++++ Document

Re: Converting MDN Compat Data to JSON from Doug Schepers on 2014-01-12 (public-webplatform@w3.org from January 2014)

From: Doug Schepers <schepers@w3.org>
Date: Sun, 12 Jan 2014 12:31:05 -0500
To: David Kirstein <frozenice@frozenice.de>
CC: 'Max Polk' <maxpolk@gmail.com>, 'Pat Tressel' <ptressel@myuw.net>, 'Webplatform List' <public-webplatform@w3.org>
Message-ID: <52D2D159.6050306@w3.org>
Yeah, absolutely, Github is the place we're doing that now (though we'll 
likely have our own git repo, mirrored on Github, for the future).

Max, I'll add you, if you tell me your github account.

Regards-
-Doug

On 1/12/14 9:45 AM, David Kirstein wrote:
> Well, the WebPlatform organization (https://github.com/webplatform)
> seems like the logical choice. There already are several projects there
> and more will come.
>
> I’m sure Doug will figure something out. :)
>
> -fro
>
> *From:*Max Polk [mailto:maxpolk@gmail.com]
> *Sent:* Sonntag, 12. Januar 2014 15:14
> *To:* Pat Tressel
> *Cc:* Webplatform List; frozenice@frozenice.de; Doug Schepers
> *Subject:* Re: Converting MDN Compat Data to JSON
>
> We are in need of a place, perhaps in github, for all the tools we are
> building.  Some Python and shell scripting I have in a private repo, but
> webplatform needs a educated space for it and someone to keep it
> organized, so others later can use them for future needs.
>
> Is there already such a place?
>
> On Jan 12, 2014 7:21 AM, Pat Tressel <ptressel@myuw.net
> <mailto:ptressel@myuw.net>> wrote:
>
> Hi, David!
>
>     If you can wait until tomorrow, I can put a NodeJS version of the
>     old script up, well slightly improved. I’ll need to get some sleep
>     first, as it’s already a bit late here in Germany. ;)
>
> Sure.  ;-)
>
>     It basically generates a list of pages (via tags), grabs the compat
>     tables in HTML format and converts them to a nice JS object.
>
>     That’s already working for basic tables, I’ll add support for prefixes.
>
> Why don't we look at it first, in case it is possible to avoid the work
> -- see below...
>
>     That <input> table is a beast, though!
>
> At least <input> has a table that's in the expected format.  Here's one
> without a table:
>
> https://developer.mozilla.org/en-US/docs/Web/API/Document
>
> Ooo, this one has footnotes to its compatibility table...
>
> https://developer.mozilla.org/en-US/docs/Web/API/Element
>
> Could write out lists of pages without the table, and pages have the
> table but don't match expectation in some other way.

++++++++
++++ Supplied material

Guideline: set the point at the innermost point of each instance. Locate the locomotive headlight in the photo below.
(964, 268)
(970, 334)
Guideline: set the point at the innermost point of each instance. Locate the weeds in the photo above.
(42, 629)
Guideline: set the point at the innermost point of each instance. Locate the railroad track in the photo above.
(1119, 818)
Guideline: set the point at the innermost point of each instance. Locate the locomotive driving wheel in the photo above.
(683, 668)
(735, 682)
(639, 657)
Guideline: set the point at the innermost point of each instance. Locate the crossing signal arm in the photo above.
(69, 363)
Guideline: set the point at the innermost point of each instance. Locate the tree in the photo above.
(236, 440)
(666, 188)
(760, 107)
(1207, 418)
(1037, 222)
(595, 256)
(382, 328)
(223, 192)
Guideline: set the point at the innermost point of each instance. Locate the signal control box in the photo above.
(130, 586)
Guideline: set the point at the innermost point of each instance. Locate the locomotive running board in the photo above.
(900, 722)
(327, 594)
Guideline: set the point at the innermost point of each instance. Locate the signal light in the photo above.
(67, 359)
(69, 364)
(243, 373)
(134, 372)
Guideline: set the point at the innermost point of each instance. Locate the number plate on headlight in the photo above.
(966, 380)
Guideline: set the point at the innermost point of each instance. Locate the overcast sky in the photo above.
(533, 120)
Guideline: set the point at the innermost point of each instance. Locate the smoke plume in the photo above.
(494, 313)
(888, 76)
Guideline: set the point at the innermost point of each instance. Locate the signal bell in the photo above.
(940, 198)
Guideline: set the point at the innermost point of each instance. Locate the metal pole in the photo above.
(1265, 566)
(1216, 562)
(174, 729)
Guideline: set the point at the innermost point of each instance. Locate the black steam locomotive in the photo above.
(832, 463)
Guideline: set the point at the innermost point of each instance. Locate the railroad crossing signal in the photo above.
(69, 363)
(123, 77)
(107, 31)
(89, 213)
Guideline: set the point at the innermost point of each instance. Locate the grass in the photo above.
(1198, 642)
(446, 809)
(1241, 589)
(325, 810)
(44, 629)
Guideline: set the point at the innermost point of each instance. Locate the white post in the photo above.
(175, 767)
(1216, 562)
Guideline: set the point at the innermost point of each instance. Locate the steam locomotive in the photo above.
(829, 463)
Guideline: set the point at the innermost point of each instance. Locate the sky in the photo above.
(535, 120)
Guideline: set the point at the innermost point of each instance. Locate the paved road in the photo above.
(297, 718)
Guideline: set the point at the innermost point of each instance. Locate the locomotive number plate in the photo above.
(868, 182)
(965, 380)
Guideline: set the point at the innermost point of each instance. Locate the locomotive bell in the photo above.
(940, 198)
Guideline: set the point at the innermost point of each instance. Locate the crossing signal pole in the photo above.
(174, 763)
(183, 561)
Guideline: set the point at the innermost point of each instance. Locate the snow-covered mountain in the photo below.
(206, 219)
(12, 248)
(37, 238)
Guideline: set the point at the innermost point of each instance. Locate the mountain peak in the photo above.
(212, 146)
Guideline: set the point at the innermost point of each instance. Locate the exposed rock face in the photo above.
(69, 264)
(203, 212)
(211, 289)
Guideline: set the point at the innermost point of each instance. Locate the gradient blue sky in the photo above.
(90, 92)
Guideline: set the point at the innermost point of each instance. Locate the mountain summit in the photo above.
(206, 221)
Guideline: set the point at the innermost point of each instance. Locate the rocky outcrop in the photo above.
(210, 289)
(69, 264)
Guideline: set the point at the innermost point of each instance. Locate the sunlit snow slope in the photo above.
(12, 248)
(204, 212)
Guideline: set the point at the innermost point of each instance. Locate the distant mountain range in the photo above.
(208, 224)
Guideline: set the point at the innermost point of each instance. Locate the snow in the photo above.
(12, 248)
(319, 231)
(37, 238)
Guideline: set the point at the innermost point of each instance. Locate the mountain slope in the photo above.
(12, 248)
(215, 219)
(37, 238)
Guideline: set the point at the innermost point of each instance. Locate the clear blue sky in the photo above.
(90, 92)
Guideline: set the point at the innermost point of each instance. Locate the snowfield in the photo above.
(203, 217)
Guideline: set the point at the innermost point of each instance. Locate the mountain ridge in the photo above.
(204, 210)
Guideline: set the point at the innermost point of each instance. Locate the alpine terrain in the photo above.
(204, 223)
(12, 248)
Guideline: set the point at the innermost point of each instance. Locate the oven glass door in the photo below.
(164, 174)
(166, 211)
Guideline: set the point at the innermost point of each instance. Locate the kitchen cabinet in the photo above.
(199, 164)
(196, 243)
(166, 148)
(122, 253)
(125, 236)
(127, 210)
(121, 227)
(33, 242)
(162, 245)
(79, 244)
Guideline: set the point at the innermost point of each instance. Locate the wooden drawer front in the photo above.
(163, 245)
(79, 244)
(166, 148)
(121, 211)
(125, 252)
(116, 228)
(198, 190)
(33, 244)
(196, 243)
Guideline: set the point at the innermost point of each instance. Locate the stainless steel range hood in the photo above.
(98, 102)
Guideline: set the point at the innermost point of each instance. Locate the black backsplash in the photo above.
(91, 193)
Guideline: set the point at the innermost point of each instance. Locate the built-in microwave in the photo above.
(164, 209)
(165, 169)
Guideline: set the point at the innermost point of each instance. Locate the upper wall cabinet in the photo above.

++++++++

*Instructions for the task*: Continue the email thread above about converting MDN compat data to JSON, starting right after its last sentence.

*Result*:
>
>     The main thing left to do here is converting this internal JS object
>     into something that resembles the spec Doug linked... and some
>     ‘minor’ things, like taming the <input> compat table Janet linked
>     and maybe find a better way to generate the list of pages (tag lists
>     are limited to 500 entries, removing duplicates from the lists of
>     ['CSS', 'HTML5', 'API', 'WebAPI'], I counted about 1.2k pages or so).
>
> I was about to ask "What does tag mean in this context?"  :D  But I see
> the "Tags" section (i.e. class = tag-list) at the bottom of pages.  So,
> you're not crawling the relevant parts of the site looking for pages
> with an <a> tag with href #Browser_compatibility?
>
>     No worries, no harm has or will be done to the MDN servers! There
>     are sensible delays between requests and the tool has caches, so
>     there are actually no MDN-requests needed to work on the HTML -> JS
>     conversion or the conversion to WPD format. I’ll bundle a filled
>     cache with gracefully requested data, so there should be enough data
>     to work on for the start. :)
>
>     Pat, can I interest you in working on the HTML parser or the
>     conversion to WPD format? The HTML parsing is really easy, as it’s
>     written in JS and uses a jQuery-like library, as you will see from
>     my code.
>
> Maybe I'm not understanding something, as it seems we should not need to
> do any parsing.  If we get a page with XMLHttpRequest, then its
> responseXML is a document object, which is already parsed.  We could use
> document methods or actual jQuery ;-) at that point to select the
> elements containing the compatibility info.  Or we could use XSLT to
> both select and reformat the info, but that would probably be harder
> than writing procedural code for the reformatting.  Ok, cancel the XSLT
> suggestion.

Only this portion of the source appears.